## Set problem 1
Below, print again the part of the records that begins with the line containing "of the floating" and runs through the end of the records, including both ends.

List,

   - Minimal classification, but strong :
   *"Every systematic philosopher must provide himself a classification of
   the sciences. Comte first proposed to arrange the sciences in a series of
   steps, each leading another. This general idea may be adopted, and we may
   adapt our phraseology to the image of the well of truth with flights of
   stairs leading down into it:*

*We divide the whole into three great parts:*


* - mathematics, the study of ideal constructions without reference to
their real existence,   - empirics, the study of phenomena with the purpose
of identifying their forms with those mathematics has studied,*

* - pragmatics, the study of how we ought to behave in the light of the
truths of empirics."*

(Peirce, MS 1345, undated, transcription 1976: NEM, III.2, 1122) [emphasize
mine]


   - Maximally extended classification according to  Tommi Vehkavaara,
   attached ...

Robert Marty
Honorary Professor; Ph.D. Mathematics; Ph.D. Philosophy
fr.wikipedia.org/wiki/Robert_Marty
*https://martyrobert.academia.edu/ <https://martyrobert.academia.edu/>*



Le mar. 13 juil. 2021 à 17:20, <g...@gnusystems.ca> a écrit :

> List,
>
> Slide 14 is the last in Part 2 of the slideshow, and I’m sure many of us
> are eager to start on Part 3, which is about “the place of phaneroscopy in
> Peirce’s mature classification of the sciences.” So unless questions arise
> today about the specific content of this slide, I’d like to post the next
> slide tomorrow, along with slides 16 and 17 (as a sort of triptych). They
> outline the two principles which guide Peirce’s classification of sciences,
> which I think need to be considered together. Here’s why:
>
> Peirce’s classification is mostly inherited from Auguste Comte, including
> the hierarchical order which places the most abstract sciences at the top,
> with the idea that they supply *principles* to the lower sciences. Comte
> also introduced the concept of *positive science*, which (for Peirce at
> least) means *experiential* science. (This usage of “positive” has
> nothing to do with “positive logic” (as opposed to “negative logic.”) Where
> Peirce differs from today’s common usage is that he considered the
> *normative* sciences (esthetics, ethics and critical logic) to be
> positive sciences. He also argued, from 1902 on, that the normative
> sciences — and especially logic — depend for their principles on
> mathematics *and* phenomenology/phaneroscopy. We can’t hope to understand
> the relationship *in practice* between mathematics and phaneroscopy by
> reducing either one to the other. That is Peirce’s point in asserting that
> phaneroscopy is a positive science while mathematics is not.

## Supplied material

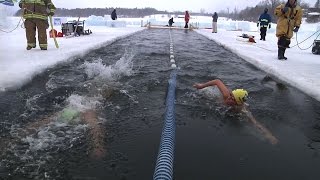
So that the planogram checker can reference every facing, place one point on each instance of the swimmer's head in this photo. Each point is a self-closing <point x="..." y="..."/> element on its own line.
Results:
<point x="240" y="95"/>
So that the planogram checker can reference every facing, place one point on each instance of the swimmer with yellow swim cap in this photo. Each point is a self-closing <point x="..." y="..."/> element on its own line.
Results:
<point x="236" y="97"/>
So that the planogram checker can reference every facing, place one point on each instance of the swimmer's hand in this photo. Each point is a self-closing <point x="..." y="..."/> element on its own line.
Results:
<point x="198" y="86"/>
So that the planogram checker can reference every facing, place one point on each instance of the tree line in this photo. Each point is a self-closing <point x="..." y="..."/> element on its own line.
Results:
<point x="247" y="14"/>
<point x="253" y="13"/>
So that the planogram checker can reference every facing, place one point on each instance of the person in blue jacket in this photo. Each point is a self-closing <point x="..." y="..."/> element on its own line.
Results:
<point x="264" y="22"/>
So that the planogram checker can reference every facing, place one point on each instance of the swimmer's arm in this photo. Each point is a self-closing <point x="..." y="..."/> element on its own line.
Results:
<point x="217" y="82"/>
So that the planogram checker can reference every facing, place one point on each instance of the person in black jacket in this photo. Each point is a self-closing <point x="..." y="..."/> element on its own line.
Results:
<point x="114" y="15"/>
<point x="264" y="22"/>
<point x="170" y="22"/>
<point x="214" y="22"/>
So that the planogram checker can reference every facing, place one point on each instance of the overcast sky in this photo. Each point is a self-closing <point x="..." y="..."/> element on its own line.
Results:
<point x="169" y="5"/>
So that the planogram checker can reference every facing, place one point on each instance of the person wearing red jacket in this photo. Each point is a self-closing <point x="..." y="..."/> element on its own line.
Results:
<point x="186" y="19"/>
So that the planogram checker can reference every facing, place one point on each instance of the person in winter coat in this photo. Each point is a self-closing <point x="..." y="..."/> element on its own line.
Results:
<point x="170" y="22"/>
<point x="114" y="15"/>
<point x="264" y="22"/>
<point x="214" y="22"/>
<point x="35" y="13"/>
<point x="289" y="21"/>
<point x="186" y="19"/>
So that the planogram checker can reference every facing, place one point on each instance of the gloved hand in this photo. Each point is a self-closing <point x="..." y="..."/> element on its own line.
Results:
<point x="296" y="29"/>
<point x="285" y="9"/>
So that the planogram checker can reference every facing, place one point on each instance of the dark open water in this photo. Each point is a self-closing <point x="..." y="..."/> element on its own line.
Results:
<point x="125" y="83"/>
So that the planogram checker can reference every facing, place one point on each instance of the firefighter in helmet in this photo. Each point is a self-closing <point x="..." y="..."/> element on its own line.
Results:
<point x="35" y="13"/>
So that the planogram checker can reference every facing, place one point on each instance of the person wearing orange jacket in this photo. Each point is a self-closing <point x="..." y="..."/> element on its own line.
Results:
<point x="289" y="21"/>
<point x="35" y="13"/>
<point x="186" y="19"/>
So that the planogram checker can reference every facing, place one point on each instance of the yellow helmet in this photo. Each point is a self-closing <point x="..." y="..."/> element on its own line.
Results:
<point x="240" y="95"/>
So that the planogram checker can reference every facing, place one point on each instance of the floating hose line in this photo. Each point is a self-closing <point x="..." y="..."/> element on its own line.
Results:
<point x="164" y="165"/>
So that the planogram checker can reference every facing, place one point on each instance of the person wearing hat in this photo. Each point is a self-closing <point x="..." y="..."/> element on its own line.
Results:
<point x="289" y="21"/>
<point x="35" y="13"/>
<point x="236" y="97"/>
<point x="264" y="22"/>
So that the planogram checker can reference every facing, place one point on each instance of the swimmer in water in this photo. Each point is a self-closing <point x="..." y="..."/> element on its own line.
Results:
<point x="233" y="98"/>
<point x="236" y="99"/>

## Set problem 2
Which sciences does the post on Peirce's classification of the sciences name as the normative sciences?

## Task answer 1
So that the planogram checker can reference every facing, place one point on each instance of the floating hose line in this photo. Each point is a self-closing <point x="..." y="..."/> element on its own line.
Results:
<point x="164" y="165"/>
So that the planogram checker can reference every facing, place one point on each instance of the person wearing hat in this photo. Each point is a self-closing <point x="..." y="..."/> element on its own line.
Results:
<point x="289" y="21"/>
<point x="35" y="13"/>
<point x="236" y="97"/>
<point x="264" y="22"/>
So that the planogram checker can reference every facing, place one point on each instance of the swimmer in water in this photo. Each point is a self-closing <point x="..." y="..."/> element on its own line.
Results:
<point x="233" y="98"/>
<point x="236" y="99"/>

## Task answer 2
Esthetics, ethics, and critical logic.